▶ DATA PROVIDED:
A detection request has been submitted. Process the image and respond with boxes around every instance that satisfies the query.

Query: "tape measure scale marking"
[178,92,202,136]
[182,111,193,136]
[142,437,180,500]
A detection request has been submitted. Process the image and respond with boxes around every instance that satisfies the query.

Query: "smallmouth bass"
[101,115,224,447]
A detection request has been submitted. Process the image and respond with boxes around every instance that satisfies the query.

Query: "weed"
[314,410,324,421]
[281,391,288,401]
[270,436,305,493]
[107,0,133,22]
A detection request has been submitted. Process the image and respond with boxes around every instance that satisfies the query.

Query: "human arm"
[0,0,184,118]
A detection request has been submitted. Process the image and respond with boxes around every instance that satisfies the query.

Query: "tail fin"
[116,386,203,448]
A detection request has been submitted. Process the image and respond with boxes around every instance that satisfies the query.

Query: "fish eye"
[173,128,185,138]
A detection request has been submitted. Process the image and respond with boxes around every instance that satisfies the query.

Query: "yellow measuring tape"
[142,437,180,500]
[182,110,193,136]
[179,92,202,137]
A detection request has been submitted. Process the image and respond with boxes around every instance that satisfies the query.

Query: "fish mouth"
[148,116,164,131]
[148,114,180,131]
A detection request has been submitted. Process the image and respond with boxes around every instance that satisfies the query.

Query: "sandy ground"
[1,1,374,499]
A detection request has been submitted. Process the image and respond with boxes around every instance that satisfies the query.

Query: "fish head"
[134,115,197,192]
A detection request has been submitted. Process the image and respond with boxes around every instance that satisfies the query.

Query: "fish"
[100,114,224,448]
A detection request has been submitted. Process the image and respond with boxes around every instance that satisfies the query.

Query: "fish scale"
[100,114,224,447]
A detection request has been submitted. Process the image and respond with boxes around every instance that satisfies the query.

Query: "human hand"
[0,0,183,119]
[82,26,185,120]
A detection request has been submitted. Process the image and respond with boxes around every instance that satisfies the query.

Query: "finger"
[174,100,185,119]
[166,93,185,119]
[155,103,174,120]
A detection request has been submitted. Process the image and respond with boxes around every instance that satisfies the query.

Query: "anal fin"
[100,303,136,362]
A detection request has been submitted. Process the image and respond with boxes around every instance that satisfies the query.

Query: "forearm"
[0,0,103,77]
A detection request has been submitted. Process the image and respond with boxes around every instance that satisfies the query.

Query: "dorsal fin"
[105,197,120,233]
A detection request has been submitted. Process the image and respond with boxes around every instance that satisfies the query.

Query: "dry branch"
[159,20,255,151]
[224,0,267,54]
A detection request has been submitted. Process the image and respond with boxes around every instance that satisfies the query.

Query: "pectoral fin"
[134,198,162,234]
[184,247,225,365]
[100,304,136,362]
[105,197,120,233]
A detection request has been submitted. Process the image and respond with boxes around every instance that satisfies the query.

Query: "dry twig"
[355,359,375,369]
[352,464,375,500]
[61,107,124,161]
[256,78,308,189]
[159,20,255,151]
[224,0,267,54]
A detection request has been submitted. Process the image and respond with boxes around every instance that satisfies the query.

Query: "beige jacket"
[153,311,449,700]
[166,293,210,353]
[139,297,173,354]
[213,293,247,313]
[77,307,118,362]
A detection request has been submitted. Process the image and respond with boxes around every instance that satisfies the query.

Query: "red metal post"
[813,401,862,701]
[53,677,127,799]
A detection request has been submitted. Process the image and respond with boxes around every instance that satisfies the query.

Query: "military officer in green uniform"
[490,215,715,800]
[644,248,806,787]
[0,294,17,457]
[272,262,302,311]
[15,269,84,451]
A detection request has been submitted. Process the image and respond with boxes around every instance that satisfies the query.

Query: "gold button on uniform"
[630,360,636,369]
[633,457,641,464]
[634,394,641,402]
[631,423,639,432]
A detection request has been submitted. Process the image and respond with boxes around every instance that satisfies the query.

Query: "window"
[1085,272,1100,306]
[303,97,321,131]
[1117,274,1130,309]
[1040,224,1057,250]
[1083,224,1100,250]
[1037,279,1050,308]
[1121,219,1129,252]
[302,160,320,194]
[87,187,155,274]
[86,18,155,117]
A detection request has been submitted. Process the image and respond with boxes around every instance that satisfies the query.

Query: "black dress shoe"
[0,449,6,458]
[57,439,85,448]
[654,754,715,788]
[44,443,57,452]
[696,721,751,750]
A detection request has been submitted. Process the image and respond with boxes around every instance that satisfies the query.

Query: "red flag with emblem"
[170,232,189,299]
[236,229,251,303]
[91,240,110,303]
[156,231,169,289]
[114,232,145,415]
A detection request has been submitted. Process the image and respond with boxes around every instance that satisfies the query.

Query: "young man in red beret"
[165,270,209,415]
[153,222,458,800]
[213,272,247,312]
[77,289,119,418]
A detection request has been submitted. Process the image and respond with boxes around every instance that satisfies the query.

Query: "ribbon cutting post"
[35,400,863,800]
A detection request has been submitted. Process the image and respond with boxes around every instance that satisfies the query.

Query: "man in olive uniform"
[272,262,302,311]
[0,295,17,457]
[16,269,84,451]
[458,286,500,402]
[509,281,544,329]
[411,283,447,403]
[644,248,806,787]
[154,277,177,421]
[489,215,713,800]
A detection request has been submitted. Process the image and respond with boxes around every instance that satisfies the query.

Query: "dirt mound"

▶ TASK INSTRUCTIONS:
The material above needs to be copied out in full, exactly as given.

▶ EXERCISE RESPONSE:
A detection request has been submitted. Process the image and respond with boxes around every instance that satisfies the query.

Query: "tape measure scale marking"
[178,92,202,136]
[182,111,193,136]
[142,437,180,500]
A detection request has been submitted. Process the image and respond with boxes around every instance that satisfies the query.

Query: "smallmouth bass"
[101,115,224,447]
A detection request has been submitted. Process the image and respond with boxes around every instance that satisfies the query.

Query: "weed"
[314,410,324,421]
[281,391,288,401]
[270,436,305,493]
[107,0,133,22]
A detection request has been submitted. Process the image and respond with boxes around every instance that satisfies the query.

Query: "human arm"
[0,0,184,118]
A detection request has been submitted. Process the image and respond with boxes around every instance that satisfies the query.

Query: "tail fin"
[116,386,203,448]
A detection request has been submitted. Process the image and respond with boxes around every instance that satisfies the query.

Query: "fish eye"
[173,128,185,138]
A detection request has been submitted. Process the image and respond with boxes around every instance that satisfies the query.

Query: "yellow measuring tape"
[142,437,180,500]
[182,110,193,136]
[179,92,202,137]
A detection request has been submitted. Process the image and respond with boxes around every instance that satisfies the query.

Query: "fish mouth"
[148,116,164,131]
[148,114,180,131]
A detection request has been submitted. Process the image and respond with boxes around every instance that satisfies the query.

Query: "sandy ground"
[1,1,374,499]
A detection request has been submitted. Process the image and respond with boxes around every instance that satisfies the query.

Query: "fish head"
[134,115,197,192]
A detection request has been submitted. Process the image and respond with boxes around every instance that satisfies the query.

Query: "fish"
[100,114,224,448]
A detection request has been submitted. Process the image and respond with boxes around every instance that satisfies the query.

Query: "fish scale"
[100,114,224,447]
A detection request has been submitted. Process the image and respond with boxes around every instance that satisfies the query.

Query: "human hand"
[0,0,183,119]
[82,26,185,120]
A detection request has been submitted. Process the image and respond with boxes around every instance that satisfies the query.

Query: "finger"
[174,100,185,119]
[166,93,185,119]
[155,103,174,120]
A detection request has been submitted. Process the image and respond with boxes around every instance that satisfies the query.

Query: "anal fin"
[100,303,136,362]
A detection request has been submitted. Process the image and respond with boxes around every instance that satisfies the query.

Query: "forearm"
[0,0,103,77]
A detection request has been submitted. Process the image and respond with boxes around every instance that satisfies the query.

Query: "dorsal fin"
[105,197,120,233]
A detection request has been submitted. Process the image and respond with boxes around every instance that satisfies the query.

Query: "dry branch"
[159,20,255,151]
[224,0,267,54]
A detection request has been submitted. Process the image and respond with boxes around every instance that satisfies the query.

Query: "pectoral fin"
[134,198,162,234]
[184,247,225,365]
[100,304,136,362]
[105,197,120,233]
A detection request has been submitted. Process the image and respond with boxes around every instance that satisfies the query.

Query: "dry twig"
[355,359,375,369]
[352,464,375,500]
[61,107,124,161]
[256,78,308,189]
[159,20,255,151]
[224,0,267,54]
A detection request has been submitted. Process the image and respond with boxes around every instance that satisfies the query.

Query: "beige jacket"
[153,311,449,700]
[166,293,210,353]
[139,297,173,354]
[213,293,247,313]
[77,307,118,362]
A detection request has been submitted. Process the image and respond with boxes around every instance that satisfies the query.

Query: "red metal post"
[813,401,862,701]
[53,677,127,799]
A detection request has been submitted. Process the image and respond with boxes around every instance that satisfies the query.

Query: "military officer in green uniform"
[490,215,715,800]
[644,248,806,787]
[0,294,17,457]
[272,262,302,311]
[15,269,84,451]
A detection request has been submitted. Process the image and respond with boxes around every instance that satisfies the query.

Query: "gold button on uniform"
[630,360,636,369]
[633,457,641,464]
[634,394,641,402]
[631,423,639,432]
A detection request has been submitted. Process the image and respond with boxes around every instance that satisfies the query.

Query: "window"
[1085,272,1100,306]
[303,97,321,131]
[1117,274,1130,309]
[1040,224,1057,250]
[1083,224,1100,250]
[1037,279,1050,308]
[1121,219,1129,252]
[302,160,320,194]
[87,187,155,274]
[86,18,155,117]
A detection request has been submitted. Process the image and respond with boxes around every instance that satisfies the query.

Query: "black dress shoe"
[0,449,6,458]
[57,439,85,448]
[654,754,715,788]
[44,443,57,452]
[696,721,751,750]
A detection request has been submitted. Process the image and respond with boxes around every instance that satisfies the query.

Query: "red flag with emblem"
[170,232,189,299]
[236,229,251,303]
[91,240,110,303]
[156,231,169,289]
[114,232,145,415]
A detection request has been submitted. Process the image and respond with boxes around every instance that satisfies the query.

Query: "young man in red beret"
[165,270,209,415]
[153,222,458,800]
[213,272,247,312]
[77,289,119,418]
A detection request has been submitted. Process the image and respond with boxes around every instance that satisfies the query.

Query: "ribbon cutting post"
[35,400,863,800]
A detection request has been submitted. Process the image and respond with boxes around every instance that satisfies the query.

Query: "man in olive uniform"
[272,262,302,311]
[0,295,17,457]
[16,269,84,451]
[458,286,500,402]
[509,281,544,329]
[411,283,447,403]
[644,248,806,787]
[154,277,177,421]
[489,215,713,800]
A detection request has been submitted. Process the image and respond with boxes around every instance that satisfies the query.

Query: "dirt mound"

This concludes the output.